-------- Excerpted data --------

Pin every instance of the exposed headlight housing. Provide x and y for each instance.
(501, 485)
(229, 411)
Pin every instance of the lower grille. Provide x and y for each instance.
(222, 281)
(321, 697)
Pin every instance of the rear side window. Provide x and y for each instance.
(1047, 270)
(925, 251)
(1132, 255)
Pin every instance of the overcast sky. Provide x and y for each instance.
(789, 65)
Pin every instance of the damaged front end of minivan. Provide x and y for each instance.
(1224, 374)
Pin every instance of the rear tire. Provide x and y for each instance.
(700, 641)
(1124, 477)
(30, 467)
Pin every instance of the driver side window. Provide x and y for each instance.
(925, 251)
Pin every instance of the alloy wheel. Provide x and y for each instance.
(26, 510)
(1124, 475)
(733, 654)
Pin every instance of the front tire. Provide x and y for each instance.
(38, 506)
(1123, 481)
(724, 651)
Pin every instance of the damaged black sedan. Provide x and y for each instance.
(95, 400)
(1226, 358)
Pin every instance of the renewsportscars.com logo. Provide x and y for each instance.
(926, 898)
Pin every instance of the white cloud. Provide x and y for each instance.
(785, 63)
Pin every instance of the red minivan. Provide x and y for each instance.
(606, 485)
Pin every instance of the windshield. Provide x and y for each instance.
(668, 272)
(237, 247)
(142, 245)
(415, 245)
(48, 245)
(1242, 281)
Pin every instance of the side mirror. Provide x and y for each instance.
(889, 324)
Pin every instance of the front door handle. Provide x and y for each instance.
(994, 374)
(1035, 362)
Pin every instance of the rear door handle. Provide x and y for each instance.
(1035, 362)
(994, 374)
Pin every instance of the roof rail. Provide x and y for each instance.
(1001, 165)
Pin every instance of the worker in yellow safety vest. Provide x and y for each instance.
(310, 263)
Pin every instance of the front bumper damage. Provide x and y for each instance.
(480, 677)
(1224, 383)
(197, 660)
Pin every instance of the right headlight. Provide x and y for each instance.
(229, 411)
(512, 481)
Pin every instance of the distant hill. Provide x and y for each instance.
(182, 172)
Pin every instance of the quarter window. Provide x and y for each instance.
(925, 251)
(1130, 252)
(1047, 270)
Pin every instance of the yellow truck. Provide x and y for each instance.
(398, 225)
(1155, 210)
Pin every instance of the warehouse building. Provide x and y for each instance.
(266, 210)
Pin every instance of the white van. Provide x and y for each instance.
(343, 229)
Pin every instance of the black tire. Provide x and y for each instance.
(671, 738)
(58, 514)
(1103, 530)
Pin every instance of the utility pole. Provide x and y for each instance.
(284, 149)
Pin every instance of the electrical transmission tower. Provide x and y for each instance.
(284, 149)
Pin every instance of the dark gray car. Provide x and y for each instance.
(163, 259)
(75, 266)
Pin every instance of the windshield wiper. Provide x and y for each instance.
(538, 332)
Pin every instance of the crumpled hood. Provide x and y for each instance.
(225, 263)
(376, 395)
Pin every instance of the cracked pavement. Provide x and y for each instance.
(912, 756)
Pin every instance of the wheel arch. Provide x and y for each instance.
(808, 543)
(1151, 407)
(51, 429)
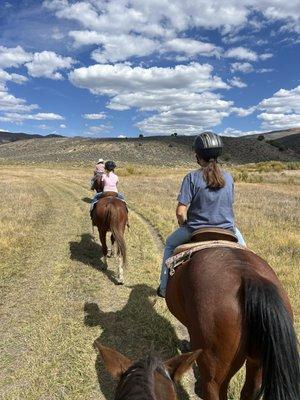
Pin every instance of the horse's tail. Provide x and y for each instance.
(113, 215)
(270, 330)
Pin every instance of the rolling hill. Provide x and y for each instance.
(155, 150)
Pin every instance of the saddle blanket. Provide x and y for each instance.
(183, 253)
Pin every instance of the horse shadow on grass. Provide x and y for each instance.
(89, 252)
(136, 330)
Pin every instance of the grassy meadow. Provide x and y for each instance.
(55, 300)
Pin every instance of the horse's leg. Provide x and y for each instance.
(120, 278)
(113, 246)
(224, 390)
(252, 384)
(102, 235)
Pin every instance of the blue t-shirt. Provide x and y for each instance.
(207, 207)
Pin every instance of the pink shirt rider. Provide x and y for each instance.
(99, 168)
(110, 182)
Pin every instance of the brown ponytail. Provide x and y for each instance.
(212, 175)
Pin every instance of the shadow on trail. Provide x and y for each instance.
(89, 252)
(135, 330)
(86, 199)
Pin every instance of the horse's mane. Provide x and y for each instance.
(138, 381)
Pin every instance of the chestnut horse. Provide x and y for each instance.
(98, 183)
(235, 309)
(110, 215)
(147, 379)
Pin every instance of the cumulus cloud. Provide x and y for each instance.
(241, 67)
(40, 64)
(152, 18)
(47, 63)
(181, 97)
(243, 112)
(282, 110)
(120, 78)
(20, 117)
(241, 53)
(190, 47)
(101, 115)
(13, 57)
(237, 82)
(16, 78)
(137, 28)
(9, 102)
(237, 132)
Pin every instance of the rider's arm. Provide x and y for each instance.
(181, 212)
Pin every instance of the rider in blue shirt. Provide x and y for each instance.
(205, 199)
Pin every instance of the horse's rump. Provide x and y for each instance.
(235, 308)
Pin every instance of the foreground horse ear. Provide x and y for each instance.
(115, 363)
(178, 365)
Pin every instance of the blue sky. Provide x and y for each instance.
(100, 68)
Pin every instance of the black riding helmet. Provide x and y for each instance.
(208, 146)
(110, 165)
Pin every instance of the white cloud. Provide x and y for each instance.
(20, 117)
(282, 110)
(16, 78)
(120, 78)
(241, 53)
(243, 112)
(190, 47)
(265, 56)
(236, 132)
(237, 82)
(13, 57)
(134, 28)
(9, 102)
(241, 67)
(47, 63)
(101, 115)
(100, 128)
(264, 70)
(181, 96)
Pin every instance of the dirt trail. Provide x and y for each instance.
(61, 302)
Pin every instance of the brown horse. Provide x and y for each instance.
(235, 309)
(147, 379)
(110, 215)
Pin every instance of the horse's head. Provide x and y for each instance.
(147, 378)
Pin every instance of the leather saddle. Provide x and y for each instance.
(207, 235)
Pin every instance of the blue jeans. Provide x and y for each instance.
(182, 235)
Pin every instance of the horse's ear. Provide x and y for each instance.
(114, 362)
(178, 365)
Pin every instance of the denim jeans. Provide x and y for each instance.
(182, 235)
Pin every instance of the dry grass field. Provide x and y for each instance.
(55, 301)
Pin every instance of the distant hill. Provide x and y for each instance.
(6, 137)
(156, 150)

--------

Print the line containing "Pin every instance of the blue jeans." and every line after it to the end of the records above, exactly as written, and nothing else.

(Problem solution):
Pin every instance of the blue jeans. Provide x and y for each instance.
(182, 235)
Pin every instance of the horse's ear. Provide x and y for each instance.
(114, 362)
(178, 365)
Pin every instance of the denim jeans. Provide x and y for each instance.
(182, 235)
Pin every instance of the dry grass field. Provide x and y for each instance.
(55, 301)
Pin every instance of the distant hill. Provide x and y for each instance.
(6, 137)
(156, 150)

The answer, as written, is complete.